Job: Return every one of the items below word for word, with no changes.

[Source records]

»»

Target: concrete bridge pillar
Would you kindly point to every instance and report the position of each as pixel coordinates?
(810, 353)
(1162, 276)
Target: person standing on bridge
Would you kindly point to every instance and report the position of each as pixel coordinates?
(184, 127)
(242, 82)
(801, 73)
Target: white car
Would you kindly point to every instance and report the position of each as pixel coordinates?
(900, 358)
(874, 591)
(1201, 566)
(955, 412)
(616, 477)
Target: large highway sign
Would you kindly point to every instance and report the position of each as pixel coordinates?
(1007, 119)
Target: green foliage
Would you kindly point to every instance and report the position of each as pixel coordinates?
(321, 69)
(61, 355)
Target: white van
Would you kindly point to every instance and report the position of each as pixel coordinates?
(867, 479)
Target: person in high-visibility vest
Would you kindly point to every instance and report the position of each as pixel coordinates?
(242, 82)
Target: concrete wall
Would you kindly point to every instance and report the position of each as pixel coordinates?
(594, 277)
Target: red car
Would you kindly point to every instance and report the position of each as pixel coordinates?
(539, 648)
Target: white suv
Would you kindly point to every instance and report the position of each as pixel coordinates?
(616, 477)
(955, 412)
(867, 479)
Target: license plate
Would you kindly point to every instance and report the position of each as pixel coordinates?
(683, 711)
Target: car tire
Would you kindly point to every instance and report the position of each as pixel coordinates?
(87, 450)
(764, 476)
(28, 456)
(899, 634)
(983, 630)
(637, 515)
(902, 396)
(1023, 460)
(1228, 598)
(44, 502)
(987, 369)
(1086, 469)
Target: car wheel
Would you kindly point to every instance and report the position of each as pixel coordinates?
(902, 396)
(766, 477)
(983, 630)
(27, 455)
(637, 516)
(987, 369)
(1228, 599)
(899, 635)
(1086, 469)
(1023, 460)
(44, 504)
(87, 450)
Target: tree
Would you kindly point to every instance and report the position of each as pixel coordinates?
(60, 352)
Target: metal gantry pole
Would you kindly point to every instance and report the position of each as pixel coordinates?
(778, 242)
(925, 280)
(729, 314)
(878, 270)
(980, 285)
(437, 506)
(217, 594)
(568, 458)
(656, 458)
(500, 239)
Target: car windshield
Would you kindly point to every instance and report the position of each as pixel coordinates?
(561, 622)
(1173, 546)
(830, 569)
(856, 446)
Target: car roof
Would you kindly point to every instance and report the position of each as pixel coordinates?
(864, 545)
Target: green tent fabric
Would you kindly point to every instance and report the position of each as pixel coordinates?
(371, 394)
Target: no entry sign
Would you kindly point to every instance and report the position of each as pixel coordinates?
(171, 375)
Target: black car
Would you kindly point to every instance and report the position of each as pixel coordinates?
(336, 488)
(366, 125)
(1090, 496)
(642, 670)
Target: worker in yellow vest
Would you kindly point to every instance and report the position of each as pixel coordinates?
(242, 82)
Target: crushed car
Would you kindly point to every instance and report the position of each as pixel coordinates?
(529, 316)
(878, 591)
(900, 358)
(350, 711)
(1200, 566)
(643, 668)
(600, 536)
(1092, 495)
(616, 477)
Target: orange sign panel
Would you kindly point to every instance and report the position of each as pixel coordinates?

««

Result below:
Target: concrete bridge pillar
Would you kindly point to every instance and report the position of each as pixel coordinates?
(810, 353)
(1162, 276)
Target: person standing on bridge
Would you kindly point to every instance and report the position of each as pixel coordinates?
(184, 127)
(242, 82)
(801, 73)
Target: white car
Would you kindly point to every instance and report the position of each as pixel coordinates?
(900, 358)
(874, 591)
(1201, 566)
(955, 412)
(616, 477)
Target: large highway sign
Would you kindly point to every instance and report the position of each as pixel coordinates?
(1007, 119)
Target: green foliage
Would you kindly point to every instance and report the position of each as pixel coordinates?
(321, 69)
(61, 355)
Target: white van
Would you kindly point to every instance and report the position of each as pixel coordinates?
(867, 479)
Target: person in high-visibility vest
Would you kindly point to every instance and report the position of each as pixel coordinates?
(242, 82)
Target: concrete wall
Would you kindly point to every instance and report the position of each as pixel coordinates?
(594, 277)
Target: red car
Would you kindly point to every instance and report the position of each as pixel coordinates?
(539, 648)
Target: white suv
Would you kindly point to every instance and report the position of each as pixel coordinates?
(616, 477)
(955, 412)
(867, 479)
Target: license plate
Would you kindly point to every instance and report the position of each as pixel coordinates?
(683, 711)
Target: car tire
Would you kindly point to every instance and report the position of each as pixel coordinates?
(87, 450)
(764, 476)
(28, 456)
(899, 634)
(983, 630)
(637, 515)
(902, 396)
(1023, 460)
(1228, 598)
(44, 502)
(987, 369)
(1086, 469)
Target: car wheel
Would you kindly point to every instance and report the position of each as pixel coordinates?
(902, 396)
(766, 477)
(983, 630)
(27, 455)
(637, 516)
(987, 369)
(1228, 599)
(899, 635)
(1086, 469)
(1023, 460)
(44, 504)
(87, 450)
Target: tree
Would you kindly point to every instance and report the position of each as pixel coordinates?
(60, 352)
Target: metal gantry pole
Would you kindly point to every instance and report the position of each as pixel coordinates?
(778, 242)
(925, 280)
(729, 314)
(878, 270)
(980, 285)
(437, 506)
(217, 594)
(568, 458)
(656, 458)
(500, 239)
Target: car windshield
Would you kindly point to every instance and report the position of each as pixel coordinates?
(561, 622)
(1173, 546)
(830, 569)
(856, 446)
Target: car roof
Would you kindly point to every instance and report the position of each as pixel coordinates?
(864, 545)
Target: green tent fabric
Would you kindly point to every instance and report the position of each as pixel coordinates?
(371, 394)
Target: no entry sign
Would you kindly point to every instance and report the position of each as pixel coordinates?
(171, 375)
Target: black car
Would you kindly point to every instance and report the position of each as pixel coordinates?
(336, 488)
(366, 125)
(1090, 496)
(642, 670)
Target: worker in yellow vest
Would you kindly point to every instance and report the position of each as pixel coordinates?
(242, 82)
Target: crushed car
Would you kindly point to every instance and report the position of each as pixel coordinates?
(529, 316)
(878, 591)
(900, 358)
(350, 711)
(1200, 566)
(643, 668)
(600, 536)
(1092, 495)
(616, 477)
Target: orange sign panel
Would you kindly point to every instance and report the position of each as pixel coordinates?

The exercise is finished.